DOCUMENT SEGMENT>
Archtop guitar model

The Gibson ES-165 Herb Ellis is an Archtop guitar manufactured by the Gibson Guitar Corporation in Nashville Tennessee. By March 2013, it was no longer in production.

The single-pickup ES-175s were first introduced in 1949 but were discontinued around 1971 although small custom runs including the ES-175CC (with a Charlie Christian reproduction pickup) were made. Herb's original 1953 ES-175 originally came with a single P-90 pickup in the neck position. This was replaced with Gibson humbucker in order to address some feedback issues.

The ES-165 debuted in 1991 (first model shipped was February 27, 1991), as Gibson's tribute to longtime ES-175 user Herb Ellis. It featured a Gibson 490R humbucker and a single tone and volume control mounted directly to the top. In 2004 the humbucker was replaced with a Gibson BJB Floating humbucker and the tone control was removed. The volume was moved to the surface of the pickguard.

== Features ==

This guitar features a 24¾" scale neck with 20 frets, joined at the 14th fret. The width at the nut is 1 11/16 inches. The bound fingerboard is rosewood with parallelogram markers. The early variant of this guitar features what Gibson refers to as a "rounded Jazz profile". This would be somewhat thicker than the standard neck dimensions. This neck profile would be changed to the standard profile in 2004.

The body is fully hollow with two internal lateral braces. Like the ES-175, it measures 16" across the lower bout and 3½ inches deep at the outer rims. Unlike Herb's original 1953 ES-175, the top and back laminate material consist of a figured maple top followed by poplar and another maple laminate. The original model would have been made of plain maple/basswood/maple. Hardware includes a zigzag trapeze tailpiece and Tune-O-Matic bridge mounted on a rosewood base. While the Tune-O-Matic bridge is branded as a Gibson part, the zigzag tailpiece is not and is most likely not an American-made part. There have also been several reports of this tailpiece failing at the hinge. All models of ES-165 feature gold plated hardware including "Tulip" Grover tuners (branded either as Gibson or Grover).

RECORD EXTRACTS>
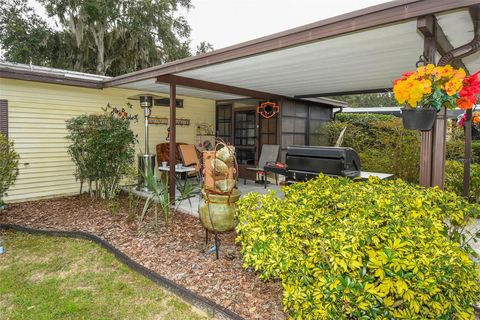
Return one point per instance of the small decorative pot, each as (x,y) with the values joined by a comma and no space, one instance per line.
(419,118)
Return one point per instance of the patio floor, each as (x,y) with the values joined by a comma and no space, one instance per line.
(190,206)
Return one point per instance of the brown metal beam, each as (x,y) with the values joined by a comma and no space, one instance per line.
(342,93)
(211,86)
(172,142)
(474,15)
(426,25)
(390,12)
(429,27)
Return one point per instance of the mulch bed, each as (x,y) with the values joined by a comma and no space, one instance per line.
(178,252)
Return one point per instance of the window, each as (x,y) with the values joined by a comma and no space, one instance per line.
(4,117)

* * *

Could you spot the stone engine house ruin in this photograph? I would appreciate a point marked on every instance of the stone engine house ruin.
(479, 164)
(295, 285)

...

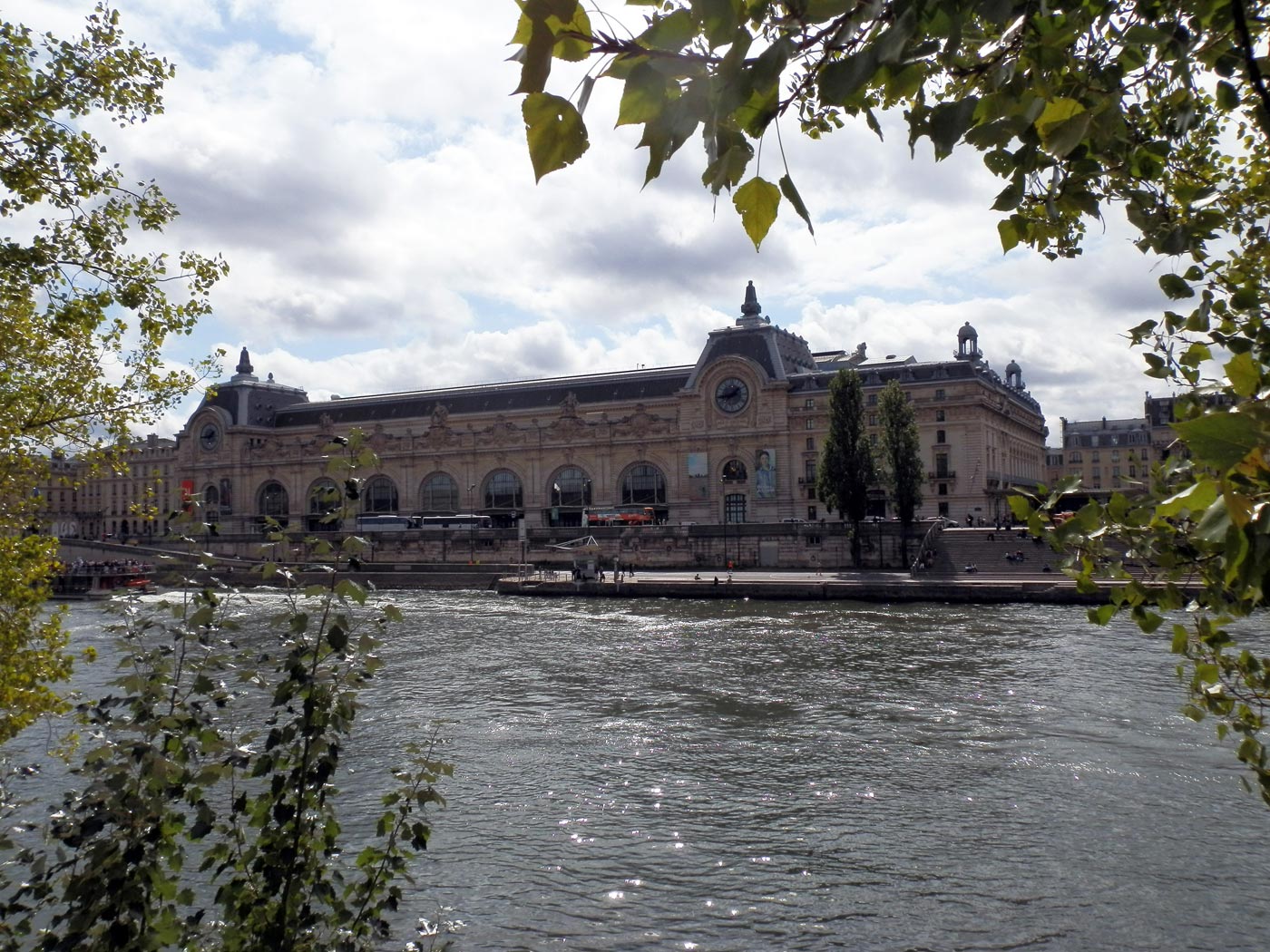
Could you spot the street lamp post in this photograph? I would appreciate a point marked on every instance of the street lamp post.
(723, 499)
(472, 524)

WORK TASK 1>
Answer these questions from the Gibson ES-165 article:
(a) In what year did the ES-165 debut?
(b) What is the neck's width at the nut?
(c) What kind of tuners do all ES-165 models have?
WORK TASK 2> Write a continuation of the Gibson ES-165 article that starts after its final sentence.

TASK RESPONSE 1>
(a) 1991
(b) 1 11/16 inches
(c) "Tulip" Grover tuners, branded either as Gibson or Grover

TASK RESPONSE 2>
The ES-165 was originally released with a single 490R humbucker, one volume control (300k Linear taper) and one tone control (500K audio with a .022 microfarad ceramic disc capacitor.) In 2004 the 490R humbucker was replaced with a Gibson BJB Floating humbucker and the tone control was removed. The volume was moved to the surface of the pickguard. On all variants the pickguard is a three-ply black/white/black beveled pickguard.

Finally, instead of having the Gibson logo and crown inlaid on the headstock, a gold Gibson logo was stenciled with Herb Ellis' signature stenciled below it. The reason for putting the signature on the headstock instead of the trussrod cover was that Herb Ellis often removed the cover to install a Van Eps String Damper .In the 2004 variant the inlaid logo and crown return with Herb Ellis' name embossed on the trussrod cover. The earliest ES-165s shipped did not have Herb Ellis' signature on the headstock. This was added only after November, 1991.

In 1999 Gibson's Epiphone product line presented the Zephyr Regent guitar. Similar in size and construction to the ES-165, it differs in having a laminated mahogany back and sides and dot inlays on the fingerboard.

== Bibliography ==
- Fjestad, Zachary R.. "Blue Book of Electric Guitars"
- Ingram, Adrian (2007). "The Gibson ES-175 Its History and its Players"
- Gibson USA ES-165 Herb Ellis Data Sheet.
- Gibson USA ES-165 Herb Ellis Schematic.